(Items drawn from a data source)
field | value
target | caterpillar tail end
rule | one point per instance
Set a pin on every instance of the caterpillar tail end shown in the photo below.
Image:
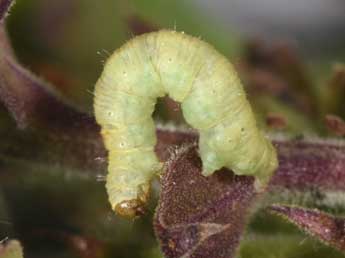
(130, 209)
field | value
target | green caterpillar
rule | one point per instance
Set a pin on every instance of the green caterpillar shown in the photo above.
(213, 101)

...

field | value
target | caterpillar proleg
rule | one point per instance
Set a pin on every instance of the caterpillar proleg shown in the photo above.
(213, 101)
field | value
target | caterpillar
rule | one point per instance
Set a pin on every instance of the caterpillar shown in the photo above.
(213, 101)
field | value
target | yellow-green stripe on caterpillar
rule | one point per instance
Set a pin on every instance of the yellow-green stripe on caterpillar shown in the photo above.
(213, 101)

» EXERCISE INSTRUCTIONS:
From the data above, extract each line that contains the string "tail" and omit all other lines.

» COMPLETE OUTPUT:
target | caterpillar tail end
Set a pin on every instance of the caterpillar tail end shown in the photo below.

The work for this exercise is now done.